- Recorded data:
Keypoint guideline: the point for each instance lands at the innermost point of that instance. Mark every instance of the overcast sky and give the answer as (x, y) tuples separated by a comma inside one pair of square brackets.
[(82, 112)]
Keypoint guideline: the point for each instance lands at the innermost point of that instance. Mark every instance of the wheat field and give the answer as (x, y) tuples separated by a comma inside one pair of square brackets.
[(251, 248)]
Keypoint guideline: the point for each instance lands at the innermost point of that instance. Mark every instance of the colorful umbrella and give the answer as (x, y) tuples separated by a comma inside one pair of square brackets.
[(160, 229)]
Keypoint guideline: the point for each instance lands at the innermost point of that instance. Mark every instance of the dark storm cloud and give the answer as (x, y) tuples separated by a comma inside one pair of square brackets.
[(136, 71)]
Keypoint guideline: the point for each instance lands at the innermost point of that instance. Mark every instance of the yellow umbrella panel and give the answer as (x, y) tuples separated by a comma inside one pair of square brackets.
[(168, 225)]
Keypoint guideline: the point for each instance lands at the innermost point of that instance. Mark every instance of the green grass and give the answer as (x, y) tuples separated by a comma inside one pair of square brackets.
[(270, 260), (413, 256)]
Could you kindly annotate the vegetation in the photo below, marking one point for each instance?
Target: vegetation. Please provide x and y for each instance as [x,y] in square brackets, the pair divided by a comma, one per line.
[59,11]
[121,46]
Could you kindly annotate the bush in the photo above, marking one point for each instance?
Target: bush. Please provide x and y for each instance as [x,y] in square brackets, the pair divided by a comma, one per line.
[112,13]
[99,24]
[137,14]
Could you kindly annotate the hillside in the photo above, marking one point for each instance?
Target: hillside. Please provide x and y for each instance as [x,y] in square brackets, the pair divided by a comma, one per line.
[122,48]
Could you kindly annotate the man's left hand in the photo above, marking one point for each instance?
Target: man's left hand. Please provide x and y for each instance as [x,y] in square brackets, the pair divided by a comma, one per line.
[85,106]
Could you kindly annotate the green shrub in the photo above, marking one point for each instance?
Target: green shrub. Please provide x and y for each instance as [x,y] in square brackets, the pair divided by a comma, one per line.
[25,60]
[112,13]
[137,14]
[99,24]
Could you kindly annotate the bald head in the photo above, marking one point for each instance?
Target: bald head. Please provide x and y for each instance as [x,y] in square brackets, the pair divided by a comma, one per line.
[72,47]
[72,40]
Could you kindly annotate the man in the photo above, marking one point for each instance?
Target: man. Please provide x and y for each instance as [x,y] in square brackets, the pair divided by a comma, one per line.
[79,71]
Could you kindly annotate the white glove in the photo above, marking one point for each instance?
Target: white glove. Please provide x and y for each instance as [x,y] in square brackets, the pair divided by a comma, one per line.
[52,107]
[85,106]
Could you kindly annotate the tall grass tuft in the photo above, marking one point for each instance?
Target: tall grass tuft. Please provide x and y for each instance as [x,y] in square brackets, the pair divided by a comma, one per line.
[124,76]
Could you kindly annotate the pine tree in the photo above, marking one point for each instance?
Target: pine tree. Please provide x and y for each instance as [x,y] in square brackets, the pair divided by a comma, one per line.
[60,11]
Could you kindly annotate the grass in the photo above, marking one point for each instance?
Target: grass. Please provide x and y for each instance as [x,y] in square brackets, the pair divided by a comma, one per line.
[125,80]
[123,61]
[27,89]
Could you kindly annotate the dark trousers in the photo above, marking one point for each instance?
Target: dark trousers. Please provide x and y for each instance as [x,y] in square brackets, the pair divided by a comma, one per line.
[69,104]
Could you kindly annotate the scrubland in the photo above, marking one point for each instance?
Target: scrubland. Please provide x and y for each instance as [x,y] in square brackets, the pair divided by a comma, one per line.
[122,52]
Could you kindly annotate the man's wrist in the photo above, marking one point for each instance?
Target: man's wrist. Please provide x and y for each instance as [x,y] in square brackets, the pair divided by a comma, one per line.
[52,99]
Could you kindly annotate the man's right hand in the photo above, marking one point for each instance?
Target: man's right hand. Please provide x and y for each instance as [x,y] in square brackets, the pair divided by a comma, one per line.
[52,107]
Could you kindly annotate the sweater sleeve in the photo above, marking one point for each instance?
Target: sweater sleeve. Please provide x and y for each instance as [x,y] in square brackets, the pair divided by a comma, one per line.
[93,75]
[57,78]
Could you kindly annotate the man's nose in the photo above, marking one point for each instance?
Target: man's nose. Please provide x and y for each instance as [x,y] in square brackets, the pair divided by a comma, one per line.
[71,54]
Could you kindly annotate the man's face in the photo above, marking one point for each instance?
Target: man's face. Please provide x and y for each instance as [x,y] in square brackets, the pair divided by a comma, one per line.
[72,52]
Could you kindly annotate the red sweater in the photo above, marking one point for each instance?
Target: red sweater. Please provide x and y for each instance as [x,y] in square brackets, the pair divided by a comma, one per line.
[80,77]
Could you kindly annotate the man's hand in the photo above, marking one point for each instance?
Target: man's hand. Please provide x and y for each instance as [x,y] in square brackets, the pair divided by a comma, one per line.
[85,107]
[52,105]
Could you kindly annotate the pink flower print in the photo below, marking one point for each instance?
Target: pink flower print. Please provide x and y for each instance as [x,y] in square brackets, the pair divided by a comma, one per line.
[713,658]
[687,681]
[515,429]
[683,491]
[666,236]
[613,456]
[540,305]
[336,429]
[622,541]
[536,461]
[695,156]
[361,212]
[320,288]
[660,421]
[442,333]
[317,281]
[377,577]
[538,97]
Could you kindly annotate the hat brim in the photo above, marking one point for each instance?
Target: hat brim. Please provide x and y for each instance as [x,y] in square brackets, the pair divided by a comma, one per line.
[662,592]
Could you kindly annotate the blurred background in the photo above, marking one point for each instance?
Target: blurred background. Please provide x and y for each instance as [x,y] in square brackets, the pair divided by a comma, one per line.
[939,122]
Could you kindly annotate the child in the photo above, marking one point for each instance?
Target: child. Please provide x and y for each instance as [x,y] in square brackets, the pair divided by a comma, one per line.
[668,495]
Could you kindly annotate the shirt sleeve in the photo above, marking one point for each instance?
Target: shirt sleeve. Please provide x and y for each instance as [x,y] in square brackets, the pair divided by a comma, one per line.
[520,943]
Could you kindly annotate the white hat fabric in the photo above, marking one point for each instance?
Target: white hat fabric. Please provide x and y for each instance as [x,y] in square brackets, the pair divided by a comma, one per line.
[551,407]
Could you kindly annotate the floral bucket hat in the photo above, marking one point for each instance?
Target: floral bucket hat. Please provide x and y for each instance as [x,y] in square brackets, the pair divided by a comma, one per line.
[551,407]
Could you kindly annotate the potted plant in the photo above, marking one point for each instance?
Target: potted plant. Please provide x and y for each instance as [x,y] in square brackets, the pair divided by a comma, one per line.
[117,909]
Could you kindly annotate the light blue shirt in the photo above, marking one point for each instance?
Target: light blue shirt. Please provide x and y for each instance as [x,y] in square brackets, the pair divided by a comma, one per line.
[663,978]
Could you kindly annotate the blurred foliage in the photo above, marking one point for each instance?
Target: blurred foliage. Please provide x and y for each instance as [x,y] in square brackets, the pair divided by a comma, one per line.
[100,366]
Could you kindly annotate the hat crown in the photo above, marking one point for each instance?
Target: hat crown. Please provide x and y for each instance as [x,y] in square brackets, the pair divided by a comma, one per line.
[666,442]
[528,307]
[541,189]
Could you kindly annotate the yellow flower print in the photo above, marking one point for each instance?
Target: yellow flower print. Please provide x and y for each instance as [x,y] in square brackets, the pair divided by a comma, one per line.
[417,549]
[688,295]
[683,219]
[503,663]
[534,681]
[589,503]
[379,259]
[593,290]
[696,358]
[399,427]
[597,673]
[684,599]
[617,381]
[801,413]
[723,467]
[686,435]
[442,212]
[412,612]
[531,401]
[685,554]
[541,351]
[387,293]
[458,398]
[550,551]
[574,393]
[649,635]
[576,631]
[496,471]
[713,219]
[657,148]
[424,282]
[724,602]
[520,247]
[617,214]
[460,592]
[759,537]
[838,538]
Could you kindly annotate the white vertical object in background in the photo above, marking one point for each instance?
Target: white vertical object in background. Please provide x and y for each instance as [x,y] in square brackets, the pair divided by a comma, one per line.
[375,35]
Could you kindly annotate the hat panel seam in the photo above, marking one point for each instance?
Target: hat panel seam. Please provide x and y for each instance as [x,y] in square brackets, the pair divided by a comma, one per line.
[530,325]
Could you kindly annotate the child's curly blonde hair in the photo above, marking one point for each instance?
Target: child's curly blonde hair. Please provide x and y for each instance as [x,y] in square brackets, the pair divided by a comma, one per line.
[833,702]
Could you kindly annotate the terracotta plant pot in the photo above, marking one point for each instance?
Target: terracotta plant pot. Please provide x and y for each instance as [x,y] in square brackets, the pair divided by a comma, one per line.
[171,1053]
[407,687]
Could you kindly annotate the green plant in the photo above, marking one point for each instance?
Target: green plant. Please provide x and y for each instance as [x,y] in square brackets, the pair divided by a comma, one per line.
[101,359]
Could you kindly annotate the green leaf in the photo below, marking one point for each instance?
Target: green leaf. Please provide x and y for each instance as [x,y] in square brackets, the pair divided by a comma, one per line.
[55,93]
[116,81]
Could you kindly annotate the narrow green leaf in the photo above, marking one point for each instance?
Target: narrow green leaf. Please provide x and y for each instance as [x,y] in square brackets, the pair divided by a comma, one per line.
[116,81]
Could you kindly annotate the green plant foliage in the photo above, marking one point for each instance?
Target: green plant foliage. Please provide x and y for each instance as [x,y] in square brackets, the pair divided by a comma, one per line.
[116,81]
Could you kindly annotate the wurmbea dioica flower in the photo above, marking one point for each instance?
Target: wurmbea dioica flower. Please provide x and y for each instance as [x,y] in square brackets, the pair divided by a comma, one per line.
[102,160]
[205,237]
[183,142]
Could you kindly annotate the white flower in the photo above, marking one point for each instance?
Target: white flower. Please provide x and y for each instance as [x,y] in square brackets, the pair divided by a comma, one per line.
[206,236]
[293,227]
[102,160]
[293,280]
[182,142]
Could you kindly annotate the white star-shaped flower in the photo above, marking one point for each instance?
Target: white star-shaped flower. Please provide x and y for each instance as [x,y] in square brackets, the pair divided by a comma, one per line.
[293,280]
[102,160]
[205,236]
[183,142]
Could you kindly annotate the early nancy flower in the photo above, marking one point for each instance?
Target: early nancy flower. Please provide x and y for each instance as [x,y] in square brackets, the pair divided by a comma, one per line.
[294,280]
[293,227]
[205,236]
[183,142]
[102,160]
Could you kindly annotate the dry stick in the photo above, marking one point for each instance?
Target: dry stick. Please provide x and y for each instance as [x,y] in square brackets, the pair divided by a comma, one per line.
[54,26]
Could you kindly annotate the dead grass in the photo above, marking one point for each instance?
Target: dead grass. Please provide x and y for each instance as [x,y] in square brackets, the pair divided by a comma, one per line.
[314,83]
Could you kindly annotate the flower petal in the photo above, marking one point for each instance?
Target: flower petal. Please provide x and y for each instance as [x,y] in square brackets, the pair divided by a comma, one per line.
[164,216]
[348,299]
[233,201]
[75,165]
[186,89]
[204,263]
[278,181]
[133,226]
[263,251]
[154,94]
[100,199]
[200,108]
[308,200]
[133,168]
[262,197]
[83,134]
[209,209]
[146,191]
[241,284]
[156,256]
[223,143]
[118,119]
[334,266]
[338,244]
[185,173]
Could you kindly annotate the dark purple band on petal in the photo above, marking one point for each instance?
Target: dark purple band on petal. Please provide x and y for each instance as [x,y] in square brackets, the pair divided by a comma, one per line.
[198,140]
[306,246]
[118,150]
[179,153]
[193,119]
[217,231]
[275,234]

- Task description:
Everything above from the line containing "Could you kindly annotate the child's" down to the line containing "Could you kindly annotate the wurmbea" is to be transcribed exactly, with both of those lines included and nothing else added.

- Result of this task:
Could you kindly annotate the child's curly blonde hair in the photo above, marking one point for each instance?
Target: child's curly blonde hair. Please provide x and y for each instance as [x,y] in square brackets, the pair divided by a comma, one per line.
[833,702]
Could you kindly annotate the terracotta plant pot in the photo above, marking one point for each instance?
Target: terracotta plant pot. Please provide x and y for each instance as [x,y] in square brackets, the pair divided by a comma, one per line.
[171,1053]
[407,687]
Could you kindly annotate the green plant in the photo above, marking one point for each instance?
Target: green plant. Please provide x and y for each instance as [x,y] in square brackets, the pair divided by a comma, one per line.
[101,359]
Could you kindly annotate the green leaf in the photo below, marking one point for each instance?
Target: green leaf. Please provide x and y for each instance as [x,y] in square brackets, the pair divided by a comma, one per line.
[55,93]
[116,81]
Could you kindly annotate the narrow green leaf in the photo above, marking one point for each instance?
Target: narrow green leaf. Please provide x and y for each instance as [x,y] in square brackets, the pair divided by a comma, one per line.
[116,81]
Could you kindly annotate the green plant foliage in the photo above, marking one point for each instance?
Target: green plant foliage. Please provide x and y for each instance as [x,y] in square brackets, the pair divided by a comma, one per line.
[116,81]
Could you kindly annotate the wurmbea dioica flower in the photo above, marking one point for each instance?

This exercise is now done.